- Referring expression pointing data

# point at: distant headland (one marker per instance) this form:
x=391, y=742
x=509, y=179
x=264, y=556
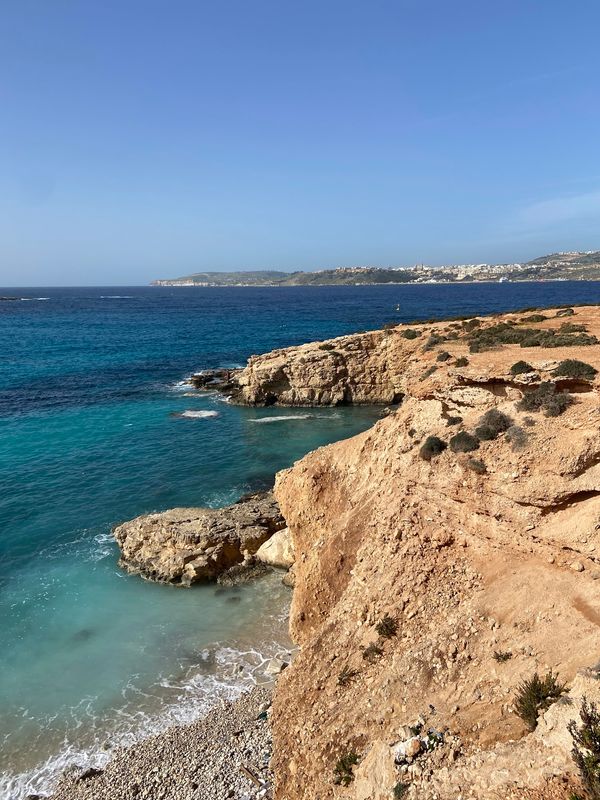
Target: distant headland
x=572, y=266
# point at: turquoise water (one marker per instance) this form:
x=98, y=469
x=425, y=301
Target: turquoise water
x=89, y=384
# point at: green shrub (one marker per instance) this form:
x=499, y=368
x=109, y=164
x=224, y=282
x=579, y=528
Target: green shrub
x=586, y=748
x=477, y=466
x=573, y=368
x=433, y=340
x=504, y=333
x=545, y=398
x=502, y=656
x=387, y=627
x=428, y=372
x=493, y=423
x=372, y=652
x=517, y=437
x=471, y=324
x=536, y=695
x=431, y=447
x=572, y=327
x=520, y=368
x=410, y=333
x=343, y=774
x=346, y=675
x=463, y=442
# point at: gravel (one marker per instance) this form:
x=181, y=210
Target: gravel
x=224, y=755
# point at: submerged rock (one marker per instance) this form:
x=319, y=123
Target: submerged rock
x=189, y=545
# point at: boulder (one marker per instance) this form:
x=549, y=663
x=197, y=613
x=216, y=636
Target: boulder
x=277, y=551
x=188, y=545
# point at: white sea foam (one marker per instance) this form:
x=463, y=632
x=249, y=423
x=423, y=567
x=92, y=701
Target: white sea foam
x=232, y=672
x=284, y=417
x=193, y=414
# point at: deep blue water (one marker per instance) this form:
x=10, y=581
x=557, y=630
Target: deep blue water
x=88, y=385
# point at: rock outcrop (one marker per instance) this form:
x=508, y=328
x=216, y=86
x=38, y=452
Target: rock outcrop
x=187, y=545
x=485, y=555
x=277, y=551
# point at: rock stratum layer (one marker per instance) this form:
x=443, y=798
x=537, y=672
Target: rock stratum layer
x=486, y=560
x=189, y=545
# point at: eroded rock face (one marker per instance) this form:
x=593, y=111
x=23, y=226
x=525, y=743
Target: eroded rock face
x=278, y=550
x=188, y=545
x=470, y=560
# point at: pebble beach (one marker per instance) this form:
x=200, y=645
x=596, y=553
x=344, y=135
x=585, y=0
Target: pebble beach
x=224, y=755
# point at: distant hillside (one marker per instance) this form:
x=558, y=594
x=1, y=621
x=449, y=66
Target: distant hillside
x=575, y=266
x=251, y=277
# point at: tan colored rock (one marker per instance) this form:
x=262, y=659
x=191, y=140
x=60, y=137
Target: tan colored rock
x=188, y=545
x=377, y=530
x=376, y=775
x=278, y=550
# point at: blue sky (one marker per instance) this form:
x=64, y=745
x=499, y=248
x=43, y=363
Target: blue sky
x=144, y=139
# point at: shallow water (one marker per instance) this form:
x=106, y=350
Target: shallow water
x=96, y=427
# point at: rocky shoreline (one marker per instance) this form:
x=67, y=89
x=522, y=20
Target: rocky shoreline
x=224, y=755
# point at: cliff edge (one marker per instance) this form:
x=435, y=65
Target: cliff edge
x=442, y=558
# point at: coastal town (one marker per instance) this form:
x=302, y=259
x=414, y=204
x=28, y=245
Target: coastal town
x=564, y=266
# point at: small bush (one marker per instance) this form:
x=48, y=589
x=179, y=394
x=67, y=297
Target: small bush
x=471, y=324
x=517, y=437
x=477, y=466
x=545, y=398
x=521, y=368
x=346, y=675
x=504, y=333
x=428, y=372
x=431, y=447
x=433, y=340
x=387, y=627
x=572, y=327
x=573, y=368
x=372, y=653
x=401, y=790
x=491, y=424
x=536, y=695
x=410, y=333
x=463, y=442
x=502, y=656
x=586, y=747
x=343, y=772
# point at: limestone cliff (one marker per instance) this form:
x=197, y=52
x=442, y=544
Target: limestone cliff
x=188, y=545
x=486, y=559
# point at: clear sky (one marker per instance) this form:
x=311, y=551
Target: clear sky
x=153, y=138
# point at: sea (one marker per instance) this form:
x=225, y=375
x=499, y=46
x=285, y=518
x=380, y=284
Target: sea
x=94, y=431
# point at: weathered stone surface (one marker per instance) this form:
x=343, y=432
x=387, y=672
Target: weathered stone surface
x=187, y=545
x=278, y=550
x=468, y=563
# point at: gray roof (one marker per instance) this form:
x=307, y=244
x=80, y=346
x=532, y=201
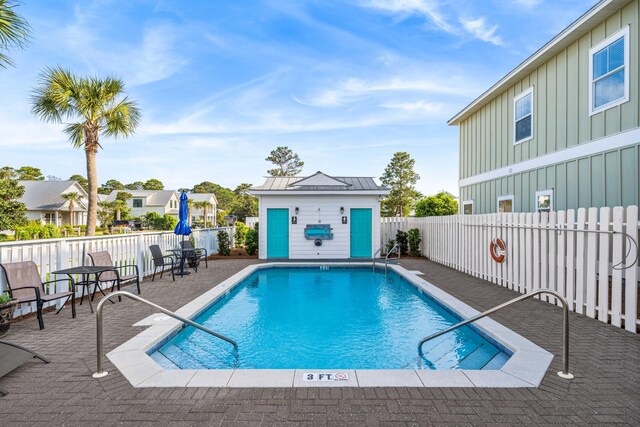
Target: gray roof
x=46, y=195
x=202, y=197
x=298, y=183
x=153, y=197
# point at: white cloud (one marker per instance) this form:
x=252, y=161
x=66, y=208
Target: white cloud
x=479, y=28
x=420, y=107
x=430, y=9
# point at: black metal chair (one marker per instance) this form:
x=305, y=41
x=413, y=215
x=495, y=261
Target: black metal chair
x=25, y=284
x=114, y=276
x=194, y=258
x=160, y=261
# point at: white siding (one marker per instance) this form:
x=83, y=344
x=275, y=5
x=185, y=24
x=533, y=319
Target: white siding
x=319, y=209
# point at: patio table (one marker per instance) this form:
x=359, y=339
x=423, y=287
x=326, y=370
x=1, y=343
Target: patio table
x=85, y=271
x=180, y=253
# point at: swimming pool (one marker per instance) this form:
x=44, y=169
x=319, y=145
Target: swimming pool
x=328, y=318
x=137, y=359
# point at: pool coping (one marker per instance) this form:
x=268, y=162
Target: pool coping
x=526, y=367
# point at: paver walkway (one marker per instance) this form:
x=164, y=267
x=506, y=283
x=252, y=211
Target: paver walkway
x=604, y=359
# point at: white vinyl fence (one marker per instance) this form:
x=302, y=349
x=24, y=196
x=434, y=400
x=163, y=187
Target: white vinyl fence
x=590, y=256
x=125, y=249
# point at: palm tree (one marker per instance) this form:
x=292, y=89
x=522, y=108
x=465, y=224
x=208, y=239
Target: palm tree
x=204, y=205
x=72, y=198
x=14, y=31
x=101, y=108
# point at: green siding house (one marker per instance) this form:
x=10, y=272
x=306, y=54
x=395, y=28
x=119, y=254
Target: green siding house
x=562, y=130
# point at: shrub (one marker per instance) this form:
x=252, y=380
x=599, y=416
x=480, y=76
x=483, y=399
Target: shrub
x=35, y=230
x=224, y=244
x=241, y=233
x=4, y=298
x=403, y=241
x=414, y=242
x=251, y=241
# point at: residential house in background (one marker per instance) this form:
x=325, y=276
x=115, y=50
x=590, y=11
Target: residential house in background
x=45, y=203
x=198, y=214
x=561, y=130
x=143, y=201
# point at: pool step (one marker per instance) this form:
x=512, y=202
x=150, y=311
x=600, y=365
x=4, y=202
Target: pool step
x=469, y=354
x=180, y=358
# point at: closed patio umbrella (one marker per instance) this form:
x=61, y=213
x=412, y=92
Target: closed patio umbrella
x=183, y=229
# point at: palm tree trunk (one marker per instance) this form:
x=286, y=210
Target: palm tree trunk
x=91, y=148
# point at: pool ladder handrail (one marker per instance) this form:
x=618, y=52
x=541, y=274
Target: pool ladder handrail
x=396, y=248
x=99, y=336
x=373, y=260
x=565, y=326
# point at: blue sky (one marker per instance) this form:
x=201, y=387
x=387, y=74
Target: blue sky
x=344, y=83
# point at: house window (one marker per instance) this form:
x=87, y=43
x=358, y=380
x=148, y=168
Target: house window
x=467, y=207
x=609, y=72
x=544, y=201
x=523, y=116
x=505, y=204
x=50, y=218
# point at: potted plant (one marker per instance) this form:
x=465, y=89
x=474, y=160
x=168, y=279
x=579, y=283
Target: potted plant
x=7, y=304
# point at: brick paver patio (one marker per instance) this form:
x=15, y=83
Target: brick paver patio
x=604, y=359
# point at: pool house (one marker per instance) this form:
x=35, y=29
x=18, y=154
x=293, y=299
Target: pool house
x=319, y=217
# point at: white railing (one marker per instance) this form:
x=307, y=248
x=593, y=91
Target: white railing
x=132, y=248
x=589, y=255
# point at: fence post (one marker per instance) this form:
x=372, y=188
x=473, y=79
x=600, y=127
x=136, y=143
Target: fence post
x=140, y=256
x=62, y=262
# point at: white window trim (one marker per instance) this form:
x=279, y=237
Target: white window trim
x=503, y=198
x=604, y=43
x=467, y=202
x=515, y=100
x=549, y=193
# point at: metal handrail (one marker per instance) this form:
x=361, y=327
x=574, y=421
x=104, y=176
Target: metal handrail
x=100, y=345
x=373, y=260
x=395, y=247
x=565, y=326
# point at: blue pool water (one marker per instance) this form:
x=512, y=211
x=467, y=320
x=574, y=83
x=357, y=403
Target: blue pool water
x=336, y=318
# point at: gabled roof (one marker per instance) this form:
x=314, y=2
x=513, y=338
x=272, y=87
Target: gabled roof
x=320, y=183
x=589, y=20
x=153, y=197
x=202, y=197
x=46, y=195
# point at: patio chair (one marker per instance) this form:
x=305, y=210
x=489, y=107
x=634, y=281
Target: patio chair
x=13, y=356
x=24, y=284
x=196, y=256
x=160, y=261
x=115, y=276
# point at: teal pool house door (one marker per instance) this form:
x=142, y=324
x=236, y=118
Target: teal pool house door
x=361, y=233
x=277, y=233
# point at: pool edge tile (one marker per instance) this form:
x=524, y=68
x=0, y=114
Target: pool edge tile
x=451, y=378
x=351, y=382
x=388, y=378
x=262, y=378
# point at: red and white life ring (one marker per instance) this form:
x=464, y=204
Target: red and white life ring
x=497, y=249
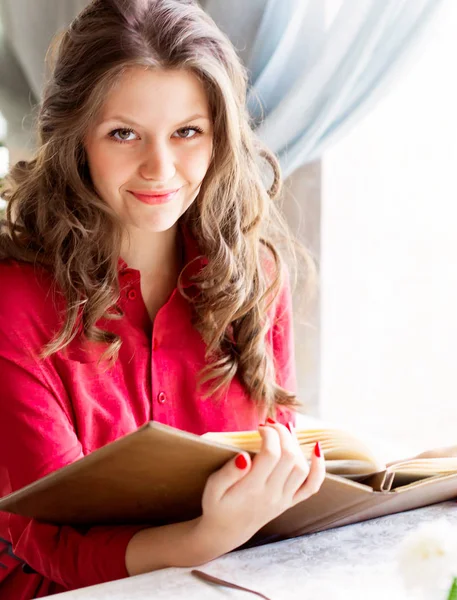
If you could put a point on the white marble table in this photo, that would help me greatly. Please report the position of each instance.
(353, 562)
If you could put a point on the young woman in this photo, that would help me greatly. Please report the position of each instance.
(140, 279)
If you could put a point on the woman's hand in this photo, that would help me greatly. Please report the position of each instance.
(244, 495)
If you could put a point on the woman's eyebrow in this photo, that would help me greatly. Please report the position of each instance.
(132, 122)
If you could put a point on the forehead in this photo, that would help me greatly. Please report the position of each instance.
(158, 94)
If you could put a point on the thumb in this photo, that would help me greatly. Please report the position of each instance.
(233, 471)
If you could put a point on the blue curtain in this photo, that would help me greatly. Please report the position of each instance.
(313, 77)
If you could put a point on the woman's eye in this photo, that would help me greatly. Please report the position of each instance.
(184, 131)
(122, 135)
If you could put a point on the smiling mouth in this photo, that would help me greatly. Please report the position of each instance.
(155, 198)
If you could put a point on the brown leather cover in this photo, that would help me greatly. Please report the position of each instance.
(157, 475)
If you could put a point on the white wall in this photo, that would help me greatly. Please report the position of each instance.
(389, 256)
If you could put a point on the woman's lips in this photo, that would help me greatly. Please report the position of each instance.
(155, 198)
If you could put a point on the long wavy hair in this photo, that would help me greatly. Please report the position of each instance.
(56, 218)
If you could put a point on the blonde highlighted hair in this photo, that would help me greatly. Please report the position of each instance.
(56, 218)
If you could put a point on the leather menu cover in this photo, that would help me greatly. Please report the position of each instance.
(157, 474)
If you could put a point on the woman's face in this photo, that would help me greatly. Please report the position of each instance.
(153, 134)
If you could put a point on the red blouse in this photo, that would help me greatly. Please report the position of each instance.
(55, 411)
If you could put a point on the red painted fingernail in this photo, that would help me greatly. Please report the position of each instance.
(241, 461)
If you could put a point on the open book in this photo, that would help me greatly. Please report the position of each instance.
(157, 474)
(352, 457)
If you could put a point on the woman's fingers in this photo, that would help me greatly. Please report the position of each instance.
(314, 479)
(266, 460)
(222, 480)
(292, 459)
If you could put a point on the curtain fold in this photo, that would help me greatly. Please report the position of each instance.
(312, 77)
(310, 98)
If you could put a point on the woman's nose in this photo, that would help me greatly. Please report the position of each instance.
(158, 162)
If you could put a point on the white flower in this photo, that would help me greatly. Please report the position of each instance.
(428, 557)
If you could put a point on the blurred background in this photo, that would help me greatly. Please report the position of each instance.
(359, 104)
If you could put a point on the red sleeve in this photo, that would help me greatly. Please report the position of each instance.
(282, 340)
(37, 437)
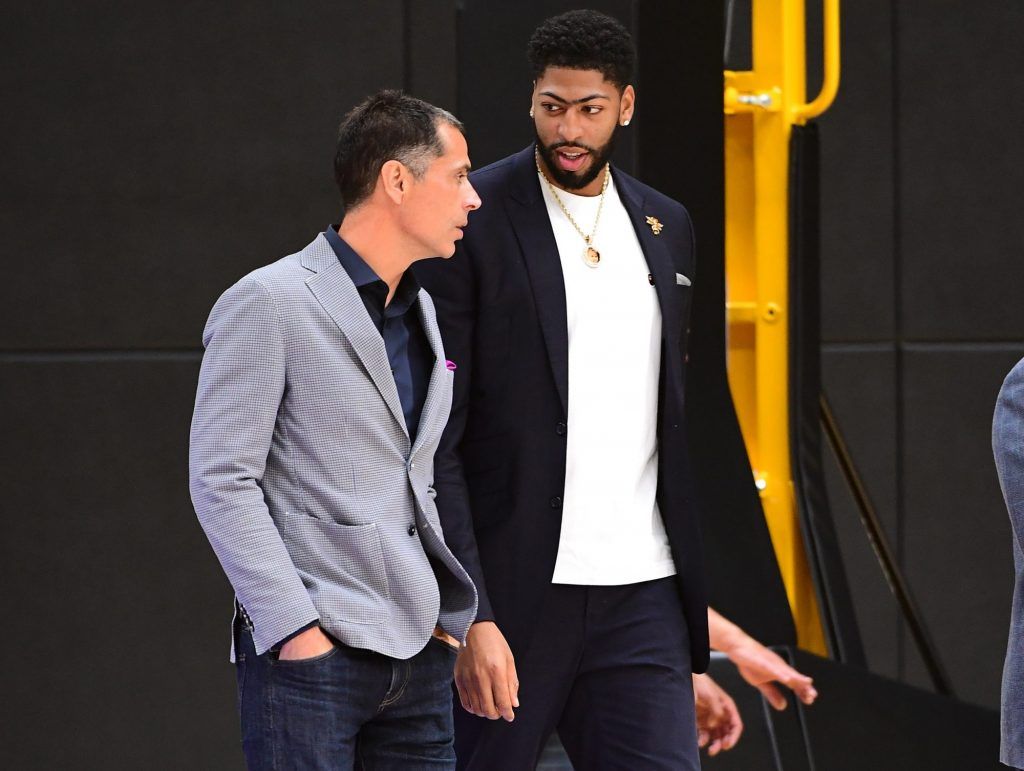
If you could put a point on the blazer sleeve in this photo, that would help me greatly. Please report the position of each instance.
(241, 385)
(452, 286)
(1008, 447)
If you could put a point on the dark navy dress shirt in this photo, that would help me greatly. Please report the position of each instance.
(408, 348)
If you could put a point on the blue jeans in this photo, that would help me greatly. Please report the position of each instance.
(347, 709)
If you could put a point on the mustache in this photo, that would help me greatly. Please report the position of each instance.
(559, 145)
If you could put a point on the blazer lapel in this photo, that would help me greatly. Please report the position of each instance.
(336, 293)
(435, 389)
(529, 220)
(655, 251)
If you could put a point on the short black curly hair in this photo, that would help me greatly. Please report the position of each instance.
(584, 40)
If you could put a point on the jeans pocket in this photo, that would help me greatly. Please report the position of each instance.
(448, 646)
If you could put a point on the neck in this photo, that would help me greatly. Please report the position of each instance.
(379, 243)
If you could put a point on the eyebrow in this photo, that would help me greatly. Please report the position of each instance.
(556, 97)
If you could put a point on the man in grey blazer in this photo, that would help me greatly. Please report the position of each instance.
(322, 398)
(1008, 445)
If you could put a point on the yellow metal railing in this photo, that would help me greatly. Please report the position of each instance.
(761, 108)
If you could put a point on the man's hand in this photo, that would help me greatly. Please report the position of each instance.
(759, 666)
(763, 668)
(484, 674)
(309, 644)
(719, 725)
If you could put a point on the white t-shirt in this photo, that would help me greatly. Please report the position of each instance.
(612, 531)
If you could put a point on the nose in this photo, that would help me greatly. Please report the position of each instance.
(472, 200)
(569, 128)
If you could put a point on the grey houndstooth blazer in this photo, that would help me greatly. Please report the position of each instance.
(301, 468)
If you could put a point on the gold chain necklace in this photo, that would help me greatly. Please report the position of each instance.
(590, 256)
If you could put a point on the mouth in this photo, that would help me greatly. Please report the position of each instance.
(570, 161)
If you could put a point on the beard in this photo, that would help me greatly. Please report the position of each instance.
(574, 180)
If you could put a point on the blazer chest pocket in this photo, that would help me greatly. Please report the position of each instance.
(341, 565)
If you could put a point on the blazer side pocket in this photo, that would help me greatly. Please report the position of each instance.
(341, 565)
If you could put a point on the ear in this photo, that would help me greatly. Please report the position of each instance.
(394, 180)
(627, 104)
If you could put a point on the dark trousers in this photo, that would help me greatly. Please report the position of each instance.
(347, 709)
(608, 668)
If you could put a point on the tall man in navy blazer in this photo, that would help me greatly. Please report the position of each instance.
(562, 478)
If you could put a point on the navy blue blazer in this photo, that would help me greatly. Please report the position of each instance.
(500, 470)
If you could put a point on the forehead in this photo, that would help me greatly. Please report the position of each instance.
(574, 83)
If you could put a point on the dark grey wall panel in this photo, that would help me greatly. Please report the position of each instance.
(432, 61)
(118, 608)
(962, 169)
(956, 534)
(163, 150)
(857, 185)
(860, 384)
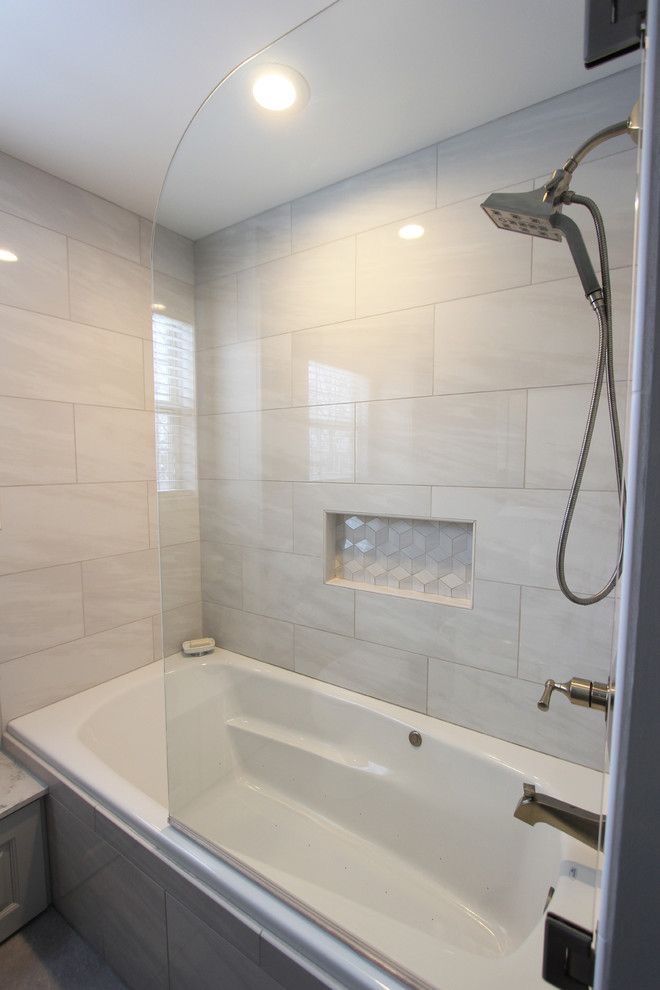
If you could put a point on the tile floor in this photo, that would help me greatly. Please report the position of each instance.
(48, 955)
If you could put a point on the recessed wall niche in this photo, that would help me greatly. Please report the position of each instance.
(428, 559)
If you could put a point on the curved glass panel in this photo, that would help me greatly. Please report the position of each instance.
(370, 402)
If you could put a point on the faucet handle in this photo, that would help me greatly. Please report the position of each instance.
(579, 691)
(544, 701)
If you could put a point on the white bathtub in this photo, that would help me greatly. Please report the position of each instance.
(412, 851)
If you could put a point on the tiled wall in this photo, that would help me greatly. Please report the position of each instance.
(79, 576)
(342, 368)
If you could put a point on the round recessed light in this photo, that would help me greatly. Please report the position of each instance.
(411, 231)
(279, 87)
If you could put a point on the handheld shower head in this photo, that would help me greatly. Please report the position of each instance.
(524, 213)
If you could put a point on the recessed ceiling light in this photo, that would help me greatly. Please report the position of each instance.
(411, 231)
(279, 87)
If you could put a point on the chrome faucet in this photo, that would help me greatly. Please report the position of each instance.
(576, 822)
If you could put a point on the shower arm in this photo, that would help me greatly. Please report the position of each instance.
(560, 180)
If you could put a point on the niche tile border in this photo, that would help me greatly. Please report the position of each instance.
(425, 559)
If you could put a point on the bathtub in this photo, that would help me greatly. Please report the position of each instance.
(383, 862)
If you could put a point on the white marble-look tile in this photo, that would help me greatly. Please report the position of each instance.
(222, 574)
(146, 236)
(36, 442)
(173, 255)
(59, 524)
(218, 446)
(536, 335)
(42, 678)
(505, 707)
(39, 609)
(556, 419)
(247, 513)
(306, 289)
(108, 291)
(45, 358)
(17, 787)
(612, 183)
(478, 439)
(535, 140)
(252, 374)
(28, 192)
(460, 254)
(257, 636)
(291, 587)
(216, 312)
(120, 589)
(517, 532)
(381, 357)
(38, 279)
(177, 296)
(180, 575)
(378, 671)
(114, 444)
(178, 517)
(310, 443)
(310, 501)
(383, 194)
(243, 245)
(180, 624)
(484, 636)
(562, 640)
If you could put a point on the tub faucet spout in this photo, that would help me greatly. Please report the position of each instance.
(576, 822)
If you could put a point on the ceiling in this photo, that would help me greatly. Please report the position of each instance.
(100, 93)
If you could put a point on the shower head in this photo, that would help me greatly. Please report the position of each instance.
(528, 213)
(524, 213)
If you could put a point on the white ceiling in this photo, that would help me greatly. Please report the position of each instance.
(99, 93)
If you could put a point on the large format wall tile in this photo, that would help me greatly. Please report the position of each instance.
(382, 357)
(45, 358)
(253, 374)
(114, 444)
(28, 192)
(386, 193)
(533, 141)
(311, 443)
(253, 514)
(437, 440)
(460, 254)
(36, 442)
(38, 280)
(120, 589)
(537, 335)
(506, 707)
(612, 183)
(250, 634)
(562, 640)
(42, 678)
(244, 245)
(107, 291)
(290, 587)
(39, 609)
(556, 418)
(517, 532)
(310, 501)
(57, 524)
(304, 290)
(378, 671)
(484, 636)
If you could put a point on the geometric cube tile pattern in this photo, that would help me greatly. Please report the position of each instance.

- Task to carry out
Leave out any pictures and return exactly the lines from the beginning of the data through the line with "x=92, y=701", inclusive.

- Output of the task
# point at: distant headland (one marker per instance) this form:
x=391, y=742
x=509, y=179
x=264, y=556
Target: distant headland
x=572, y=266
# point at: turquoise water (one marker per instance) this form:
x=98, y=469
x=425, y=301
Target: turquoise water
x=89, y=384
# point at: green shrub (one marker per instance) this form:
x=499, y=368
x=109, y=164
x=224, y=282
x=579, y=528
Target: green shrub
x=586, y=748
x=477, y=466
x=573, y=368
x=433, y=340
x=504, y=333
x=545, y=398
x=502, y=656
x=387, y=627
x=428, y=372
x=493, y=423
x=372, y=652
x=517, y=437
x=471, y=324
x=536, y=695
x=431, y=447
x=572, y=327
x=520, y=368
x=410, y=333
x=343, y=774
x=346, y=675
x=463, y=442
# point at: gravel (one marker per instance) this form:
x=181, y=210
Target: gravel
x=224, y=755
# point at: submerged rock (one marker per instance) this form:
x=319, y=123
Target: submerged rock
x=189, y=545
# point at: boulder (one marker per instance) this form:
x=549, y=663
x=197, y=613
x=216, y=636
Target: boulder
x=277, y=551
x=188, y=545
# point at: white sea foam (one marker per instance) this form:
x=463, y=632
x=249, y=423
x=423, y=567
x=92, y=701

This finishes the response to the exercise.